**Problem to work on:**
Set down each entry again exactly as written.

**Material for the task:**
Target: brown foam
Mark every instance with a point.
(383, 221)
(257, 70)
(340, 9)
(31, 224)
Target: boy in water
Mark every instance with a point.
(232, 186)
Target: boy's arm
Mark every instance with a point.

**Output for this exercise:**
Target: brown foam
Mark every instance with a point.
(383, 221)
(257, 70)
(340, 9)
(31, 224)
Target: boy in water
Mark every instance with a point.
(232, 186)
Target: boy's arm
Mark every instance with a point.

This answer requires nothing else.